What to produce:
Reproduce every line of the listing below with no changes.

Coordinate annotation records:
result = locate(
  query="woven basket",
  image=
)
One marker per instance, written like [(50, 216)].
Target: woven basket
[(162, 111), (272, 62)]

Task answer:
result = locate(
  query="woven basket",
  image=
)
One marker per instance, written like [(50, 216)].
Target: woven basket
[(162, 111), (272, 62)]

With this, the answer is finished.